**Exercice a**.
Relevez chacune des lignes qui contiennent la chaîne "coordinates" et recopiez-les.

L’absence d’illusions donc. Déchirement des voiles, pensée mise à nu: exposition au premier plan – c’est le geste allégorique – d’une Idée de ce dont il n’y a plus d’idée possible, sinon au risque de l’illusion. Une allégorie, en ce sens, met la pensée devant ses risques d’aphasie. Une "image" d’un fond abyssal, d’un fond dont la mesure ne peut plus être le langage puisqu’il est le réel, une "image" exposée à une pensée qui ne trouve plus ses mots. L’allégorie de toute allégorie signifie en ce sens la Mort. Une allégorie ne raconte plus d’histoires. Elle est même l’opposé, la contradiction sans la moindre conciliation possible, de l’histoire. Les illusions sont celles d’un ailleurs. Et si Baudelaire renonce au voyage, selon Benjamin, c’est pour engager dans la poésie un savoir de l’illusion, tout spécialement en valorisant l’artifice.

Baudelaire, on le comprend, prend ici la posture la plus difficile, la plus exigeante, en ce point où se joue définitivement le nœud de sa poétique et du sens qu’elle porte pour l’existence. D’un côté, la pensée achève son parcours sur le constat et la vérité de l’illusion vaincue par l’artifice – la théâtralisation à outrance, le soulignement du mensonge, du décor, du "lustre", du maquillage –, de l’autre, la sensibilité, presque à l’opposé, revendique ses droits en engageant encore le charme des lointains, l’atmosphère auratique. Si "‘Le voyage’ est le renoncement au voyage", comme le conclut Benjamin, c’est que cette soustraction d’un envol de la subjectivité est aussi bien le voyage, le seul voyage. Chez Baudelaire, la sensibilité règne, mais c’est la pensée qui gouverne. Il arrive cependant que cela soit l’inverse, mais toujours il y a ce réglage de l’une par l’autre, dont la pensée reprend, tôt ou tard, les commandes.

**Lignes**.
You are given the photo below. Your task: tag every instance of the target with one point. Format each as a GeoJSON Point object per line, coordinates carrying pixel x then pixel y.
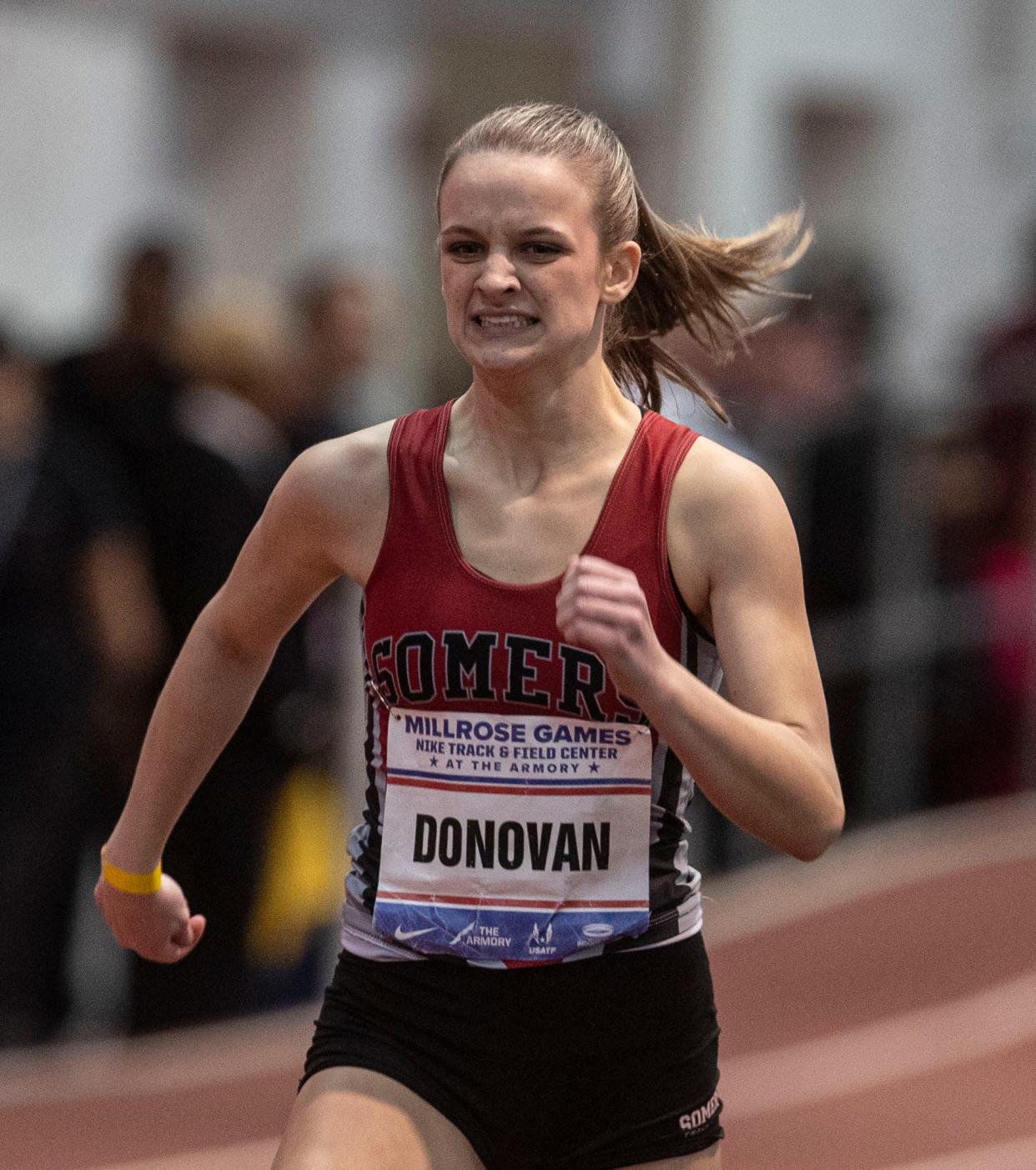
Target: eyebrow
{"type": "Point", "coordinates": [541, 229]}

* * *

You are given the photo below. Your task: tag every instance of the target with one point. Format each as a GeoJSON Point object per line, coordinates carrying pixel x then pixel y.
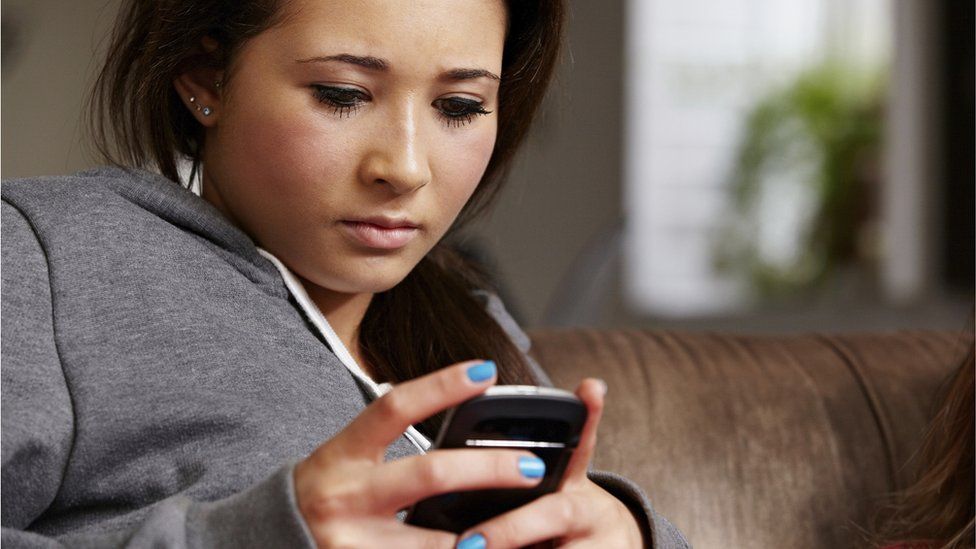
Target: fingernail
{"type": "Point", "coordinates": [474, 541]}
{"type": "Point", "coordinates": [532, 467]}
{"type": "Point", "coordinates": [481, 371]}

**Exercice b**.
Répondez brièvement aux questions suivantes sur le texte consacré à Baudelaire.
(i) Selon ce texte, que signifie l'allégorie de toute allégorie ?
(ii) Quelle conclusion de Benjamin sur « Le voyage » le texte cite-t-il ?
(iii) Chez Baudelaire, qu'est-ce qui règne et qu'est-ce qui gouverne ?

**Corrigé a**.
You are given the photo below. Your task: tag every instance of the target with one point. Format each as a GeoJSON Point object per line, coordinates carrying pixel x then pixel y.
{"type": "Point", "coordinates": [541, 229]}
You are given the photo below. Your task: tag every instance of the target with one point. Format each as a GeoJSON Point object per line, coordinates carrying pixel x then pixel y.
{"type": "Point", "coordinates": [474, 541]}
{"type": "Point", "coordinates": [532, 467]}
{"type": "Point", "coordinates": [481, 371]}

**Corrigé b**.
(i) Elle signifie la Mort.
(ii) « ‘Le voyage’ est le renoncement au voyage ».
(iii) La sensibilité règne, mais c'est la pensée qui gouverne.